→ DOCUMENT TEXT:

━━━━━━━━━━━━━━━━

Researchers awarded £1.2 million to trial a new weight loss treatment
Researchers at Imperial College Healthcare NHS Trust have been awarded £1.2 million to trial a new minimally invasive weight loss treatment in patients.
Obesity is a common problem in the UK and it is estimated that one in four adults are living with obesity.
Some of the current treatments for people with obesity include dietary advice, drugs and weight loss surgery known as gastric bypass surgery. The surgery can be very effective in keeping excess weight off and in improving blood sugar levels in diabetics but some patients decide against this option because it can cause complications such as abdominal pain, chronic nausea, vomiting and debilitating low blood sugar levels. Weight loss dietary programmes can also be ineffective for some patients.
Researchers at Imperial College Healthcare NHS Trust and Imperial College London will assess whether a procedure called left gastric artery embolisation (LGAE) is more effective in reducing weight compared to receiving diet and exercise advice.
LGAE is a minimally invasive treatment most commonly used to treat bleeding in the stomach or intestines by reducing blood supply to a specific area at the top of the stomach. Using an x-ray to see inside the stomach, embolisation particles (large molecules that are soluble in water) are then injected through a catheter to the top part of the stomach to block the blood flow. The procedure takes under an hour.
This treatment reduces the production of the hormone called ghrelin, which controls appetite. Early evidence in animals suggests this treatment could be used for obesity. Previous research has shown patients having stomach embolisation for bleeding stomach ulcers in the top of the stomach lost more weight than patients having embolisation to other organs or other areas of the stomach.

━━━━━━━━━━━━━━━━

→ RECORDED DATA:

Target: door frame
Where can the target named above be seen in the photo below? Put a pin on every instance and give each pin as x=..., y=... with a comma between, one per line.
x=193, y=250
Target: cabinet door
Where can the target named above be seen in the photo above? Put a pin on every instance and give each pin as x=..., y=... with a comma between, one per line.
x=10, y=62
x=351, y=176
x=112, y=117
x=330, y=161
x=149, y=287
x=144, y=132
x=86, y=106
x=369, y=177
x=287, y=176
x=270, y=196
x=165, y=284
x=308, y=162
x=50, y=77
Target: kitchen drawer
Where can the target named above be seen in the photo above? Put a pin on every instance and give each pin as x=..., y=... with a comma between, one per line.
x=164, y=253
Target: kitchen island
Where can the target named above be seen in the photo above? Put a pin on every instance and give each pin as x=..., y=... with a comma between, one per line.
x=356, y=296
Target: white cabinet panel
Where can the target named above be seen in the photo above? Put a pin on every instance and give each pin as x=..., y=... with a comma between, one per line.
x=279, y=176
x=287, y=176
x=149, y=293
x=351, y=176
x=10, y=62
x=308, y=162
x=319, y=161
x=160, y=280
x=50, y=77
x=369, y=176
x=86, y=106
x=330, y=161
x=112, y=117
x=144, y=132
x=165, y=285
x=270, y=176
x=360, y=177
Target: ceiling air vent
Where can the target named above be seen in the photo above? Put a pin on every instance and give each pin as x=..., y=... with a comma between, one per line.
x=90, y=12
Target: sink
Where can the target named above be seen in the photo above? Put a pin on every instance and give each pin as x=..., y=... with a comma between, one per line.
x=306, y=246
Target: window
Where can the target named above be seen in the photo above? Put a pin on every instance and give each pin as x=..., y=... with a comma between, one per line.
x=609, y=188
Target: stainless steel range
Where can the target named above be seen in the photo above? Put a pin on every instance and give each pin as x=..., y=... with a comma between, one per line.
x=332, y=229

━━━━━━━━━━━━━━━━

→ TASKS TO CARRY OUT:
(a) Retype the part of the article on the weight loss treatment trial starting at "Researchers at Imperial College Healthcare NHS Trust and" and ending at "and exercise advice.".
(b) Put this sentence from the weight loss treatment article into Spanish: "Obesity is a common problem in the UK and it is estimated that one in four adults are living with obesity."

→ ANSWERS IN ORDER:
(a)
Researchers at Imperial College Healthcare NHS Trust and Imperial College London will assess whether a procedure called left gastric artery embolisation (LGAE) is more effective in reducing weight compared to receiving diet and exercise advice.

(b) La obesidad es un problema común en el Reino Unido y se estima que uno de cada cuatro adultos vive con obesidad.